TEXT PROVIDED:
----
The opinion of the court was delivered by: Irma E. Gonzalez, Chief Judge United States District Court
ORDER GRANTING DEFENDANT'S MOTION TO DISMISS PLAINTIFF'S CAUSE OF ACTION OF THE FIRST AMENDED COMPLAINT [Doc. No. 8]
Defendants Abercrombie & Fitch Stores, Inc. and Hollister Co., (collectively, "Defendants") move the Court to dismiss the Fifth Cause of Action from Plaintiff Abdul-Jabbar Gbajabiamila's ("Plaintiff") First Amended Complaint ("FAC") because it is time barred. Plaintiff filed an opposition and Defendants filed a reply. Defendants' motion is suitable for disposition without oral argument pursuant to Rule 7.1(d)(1).
For the reasons stated herein, the Court GRANTS Defendants' motion to dismiss.
The following facts are drawn from Plaintiff's FAC. [Doc. No. 7]. On February 22, 2007, Defendant Abercrombie & Fitch ("Abercrombie") hired Plaintiff, an African American male of Nigerian descent, as Manager in Training for its Hollister Co. ("Hollister") store in El Cajon. When Plaintiff was hired, he wore an "Afro" hairstyle and was told he would be expected to comply with Defendants' Look Policy ("the Look Policy"). (See FAC ¶¶12,13, 15, 16.) During the interview and hiring process Plaintiff was not told hair styled in "corn-rows" violated the Look Policy. (FAC ¶16.) Plaintiff was later provided Defendants' Employee Handbook containing the Look Policy, which stated employees were expected to maintain "clean, natural, and classic" hairstyles, and that styles consistent with Southern California's "surfer look" were preferred. (FAC ¶¶17-18.)
----
PROVIDED MATERIAL:
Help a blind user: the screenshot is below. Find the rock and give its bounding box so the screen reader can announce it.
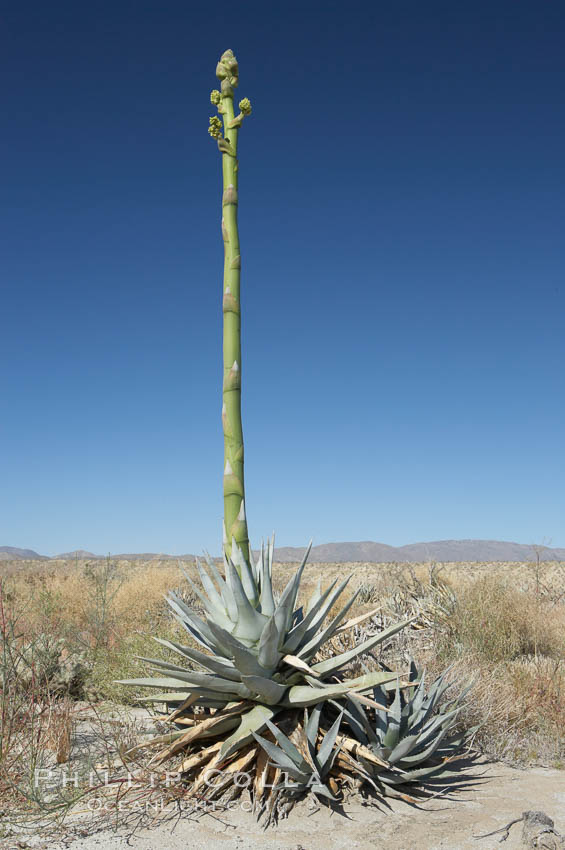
[522,812,565,850]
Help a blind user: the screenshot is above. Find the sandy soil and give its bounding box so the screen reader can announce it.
----
TO-DO LIST:
1 - According to the court order, on what date did Abercrombie hire the plaintiff?
2 - Pick up the court order on the motion to dismiss after its last sentence and keep writing it.
The data has nothing to do with the court order.

PER-TASK ANSWERS:
1 - February 22, 2007.

2 -
On or about ("on") May 22, 2007, Plaintiff appeared for work with his hair styled in corn-rows. (FAC ¶22.) On May 23, 2007, Plaintiff began a series of four conversations with management regarding whether Plaintiff would consider unbraiding his hair because his hairstyle did not comply with the Look Policy.(FAC ¶¶22-24.) Plaintiff's first discussion was with his immediate supervisor. (FAC ¶23.) His final conversation via telephone on June 12, 2007, was with Hollister's Director of Human Resources for the West Coast, who advised Plaintiff to consider the matter until his next schedule shift. (FAC ¶¶26-27.) Plaintiff then replied he did not intend to change his hairstyle, and Plaintiff's employment was terminated. (FAC ¶¶27-28.)
Plaintiff alleges his employment was terminated for refusing to adhere to and opposing Defendants' discriminatory grooming policy. He argues this violates "California's public policies prohibiting discrimination on the basis of race and color against employees, and prohibiting retaliation against employees who oppose race discrimination in employment, including the anti-discrimination and anti-retaliation" provision of the California Fair Employment and Housing Act ("FEHA") (Government Code §§ 12940 (a), (h), and (k), and Article I, Section 8 of the California Constitution. (FAC ¶¶70-71.)
Plaintiff commenced this action on April 9, 2010, alleging five causes of action: 1) Race discrimination in violation of 42 U.S.C. § 2000e et seq.-disparate treatment; 2) Race discrimination in violation of 42 U.S.C. § 2000e et seq.-disparate impact; 3) National Origin Discrimination in violation of 42 U.S.C. § 2000e et. Seq.; 4) Retaliation for Opposing Unlawful Employment Practice in violation of 42 U.S.C. § 2000e et. Seq.; and 5) Wrongful Termination in Violation of Public Policy. [Doc. No. 1]. Plaintiff subsequently filed the FAC on May 11, 2010. [Doc. No. 7]. Defendants filed the present Rule 12(b)(6) motion to dismiss Plaintiff's fifth cause of action as it is barred by California Code of Civil Procedure Section 335.1's two year statute of limitations. [Doc. No. 8].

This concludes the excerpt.